#### [Problem set]
a) From the piece about a Purge film set in a prison, reproduce the passage that begins at the words "On beyond just" and stops after "for a story.".
b) Translate this sentence from the piece about a Purge film set in a prison into Spanish: "It's not terribly hard to picture, is it?"
(Beginning of Excerpt to read)
With The Purge: Election Year arriving on Blu-ray and DVD this past week, I recently had the chance to chat with James DeMonaco over the phone, and I dedicated part of my interview to questions about what goes on in particular areas of the Purge universe. Thus far, we've written about his ideas concerning hospitals and air travel, but his thoughts about what goes on inside prisons will get the blood pumping in any horror fans' veins. Said the writer/director,
In prison they just open up the cells and allow mass hysteria, everybody out for themselves - but that's a whole movie.
It's not terribly hard to picture, is it? On Purge Night, all of the guards surround the building and protect the exits, and when the time arrives for the Purge to begin, the doors of all the cells open automatically, and violence comes spilling out. Surely there will be some prisoners who try to abstain from the bloodshed and hide from the more murderous folks walking around (your potential protagonists in the narrative of a feature), but it's hard to imagine any of these guys being able to last very long.
On beyond just being a perfect scenario for a horror movie, the idea of a Purge film set inside a prison also provides incredible opportunity for political commentary -- which is a huge part of the franchise. When you factor in statistics for our nation's prisons, the scenario is extremely easy to fit into the larger series themes about class disparity, and inmates fighting back against the system on Purge Night is great material for a story.
(End of Excerpt to read)
(Beginning of Stored data)
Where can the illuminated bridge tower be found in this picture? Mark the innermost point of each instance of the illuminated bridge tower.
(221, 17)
(End of Stored data)
#### [Solutions to each task]
a)
On beyond just being a perfect scenario for a horror movie, the idea of a Purge film set inside a prison also provides incredible opportunity for political commentary -- which is a huge part of the franchise. When you factor in statistics for our nation's prisons, the scenario is extremely easy to fit into the larger series themes about class disparity, and inmates fighting back against the system on Purge Night is great material for a story.

b) No es muy difícil de imaginar, ¿verdad?